━━━━━ Datenzeilen ━━━━━

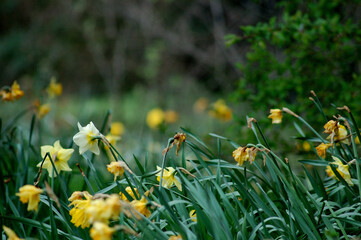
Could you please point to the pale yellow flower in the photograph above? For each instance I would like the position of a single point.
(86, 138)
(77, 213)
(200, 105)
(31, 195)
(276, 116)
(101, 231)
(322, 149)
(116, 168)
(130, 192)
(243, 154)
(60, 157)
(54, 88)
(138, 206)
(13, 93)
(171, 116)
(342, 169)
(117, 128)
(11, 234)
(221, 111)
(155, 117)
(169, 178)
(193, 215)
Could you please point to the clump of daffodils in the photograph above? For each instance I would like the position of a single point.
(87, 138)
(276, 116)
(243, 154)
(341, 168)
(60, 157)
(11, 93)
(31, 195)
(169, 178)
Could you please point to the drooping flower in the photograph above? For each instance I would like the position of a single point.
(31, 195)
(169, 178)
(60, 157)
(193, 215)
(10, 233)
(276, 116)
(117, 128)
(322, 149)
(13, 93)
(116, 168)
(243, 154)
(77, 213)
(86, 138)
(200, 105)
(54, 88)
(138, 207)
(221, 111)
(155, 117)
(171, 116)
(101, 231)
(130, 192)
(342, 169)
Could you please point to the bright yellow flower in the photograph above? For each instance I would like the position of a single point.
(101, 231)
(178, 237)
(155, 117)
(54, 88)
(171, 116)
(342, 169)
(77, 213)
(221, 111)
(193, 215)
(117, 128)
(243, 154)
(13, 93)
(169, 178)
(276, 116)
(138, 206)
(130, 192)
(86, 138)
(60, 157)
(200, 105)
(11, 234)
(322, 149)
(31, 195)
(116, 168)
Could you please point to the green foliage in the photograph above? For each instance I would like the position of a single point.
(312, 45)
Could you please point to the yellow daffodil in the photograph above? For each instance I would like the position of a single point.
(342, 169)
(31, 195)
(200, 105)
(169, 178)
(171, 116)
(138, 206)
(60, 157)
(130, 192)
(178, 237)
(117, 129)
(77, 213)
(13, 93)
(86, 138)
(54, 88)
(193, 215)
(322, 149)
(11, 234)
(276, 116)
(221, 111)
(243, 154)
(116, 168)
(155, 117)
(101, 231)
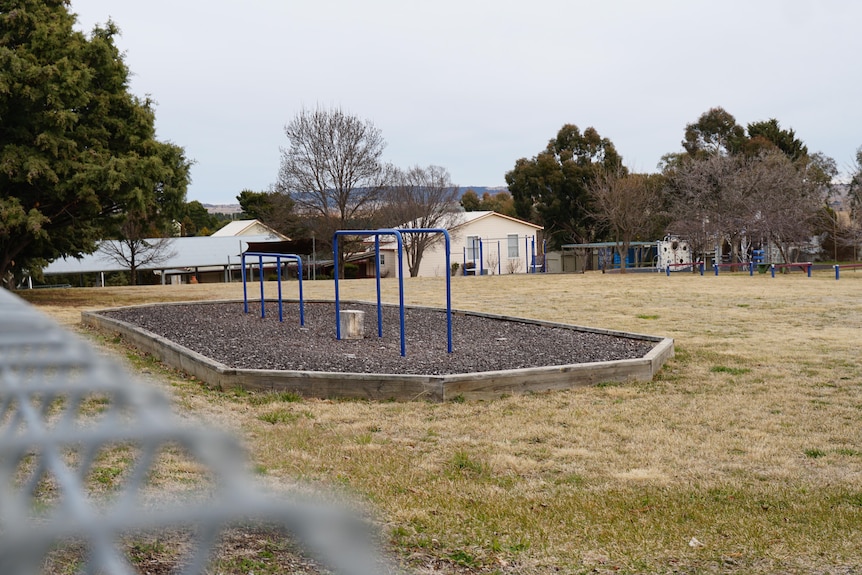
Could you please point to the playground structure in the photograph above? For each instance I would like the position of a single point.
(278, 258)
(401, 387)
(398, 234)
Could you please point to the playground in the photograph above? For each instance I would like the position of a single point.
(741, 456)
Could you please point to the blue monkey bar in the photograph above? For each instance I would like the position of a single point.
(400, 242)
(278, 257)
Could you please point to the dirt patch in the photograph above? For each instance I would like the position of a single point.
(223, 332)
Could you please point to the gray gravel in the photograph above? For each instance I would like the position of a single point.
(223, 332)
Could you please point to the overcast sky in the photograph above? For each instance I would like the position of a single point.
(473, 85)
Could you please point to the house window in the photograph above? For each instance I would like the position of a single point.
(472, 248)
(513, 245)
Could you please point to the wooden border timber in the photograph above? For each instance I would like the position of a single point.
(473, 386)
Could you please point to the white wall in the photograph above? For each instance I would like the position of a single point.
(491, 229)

━━━━━

--- Aufgabenstellung ---
Gib alle Datensätze noch einmal wieder und tausche dabei jedes "photograph" gegen "image" aus, ohne sonst etwas zu verändern. Lass die Bilder in deiner Antwort weg.

--- Die Antwort ---
Could you please point to the pale yellow flower in the image above? For each instance I would like the position of a single point.
(86, 138)
(77, 213)
(200, 105)
(31, 195)
(276, 116)
(101, 231)
(322, 149)
(116, 168)
(130, 192)
(243, 154)
(60, 157)
(54, 88)
(138, 206)
(13, 93)
(171, 116)
(342, 169)
(117, 128)
(11, 234)
(221, 111)
(155, 117)
(169, 178)
(193, 215)
Could you please point to the clump of daffodils in the image above? For each instance I would like the position of a single point.
(87, 138)
(276, 116)
(243, 154)
(341, 168)
(60, 157)
(11, 93)
(31, 195)
(169, 178)
Could you please point to the drooping flower in the image above? For each instance I would like the position of a single point.
(31, 195)
(169, 178)
(60, 157)
(193, 215)
(10, 233)
(276, 116)
(117, 128)
(322, 149)
(13, 93)
(116, 168)
(243, 154)
(77, 213)
(86, 138)
(200, 105)
(54, 88)
(138, 207)
(221, 111)
(155, 117)
(171, 116)
(101, 231)
(130, 192)
(342, 169)
Could you please point to the bright yellow flower in the image above? For each instance I would like the position of a single point.
(101, 231)
(178, 237)
(155, 117)
(54, 88)
(171, 116)
(342, 169)
(77, 213)
(221, 111)
(193, 215)
(117, 128)
(243, 154)
(13, 93)
(169, 178)
(276, 116)
(138, 206)
(130, 192)
(86, 138)
(60, 157)
(200, 105)
(11, 234)
(322, 149)
(31, 195)
(116, 168)
Could you please point to the green foliage in the image above? For each instance I would like the position of a single point.
(312, 45)
Could you please point to the yellow daffodil in the image above? For each instance I would like the position of a single point.
(342, 169)
(31, 195)
(200, 105)
(169, 178)
(171, 116)
(138, 206)
(60, 157)
(130, 192)
(178, 237)
(117, 129)
(77, 213)
(13, 93)
(86, 138)
(54, 88)
(193, 215)
(322, 149)
(11, 234)
(276, 116)
(221, 111)
(243, 154)
(116, 168)
(155, 117)
(101, 231)
Could you please point to the playground structure in the image above? For each instance I would like the position of a single point.
(278, 258)
(401, 387)
(398, 234)
Could you please point to the playground in the image above? For each instance I would like the position of a single point.
(741, 456)
Could you please point to the blue monkey bar in the image above? For each instance I would like the position of a single point.
(400, 242)
(278, 257)
Could you please point to the dirt patch in the image above? For each instance I would like the position of a single point.
(223, 332)
Could you please point to the gray gravel in the image above? For each instance I would like the position of a single point.
(223, 332)
Could you please point to the overcast sky in the image above? For each instance I would like the position of a single point.
(473, 85)
Could you please point to the house window in the image above? For each instance I would like the position of a single point.
(472, 248)
(513, 245)
Could you please point to the wooden border timber in the image above? For each instance I would like the position of a single point.
(473, 386)
Could you please point to the white wall in the image above? For each instance I would like the position of a single point.
(491, 229)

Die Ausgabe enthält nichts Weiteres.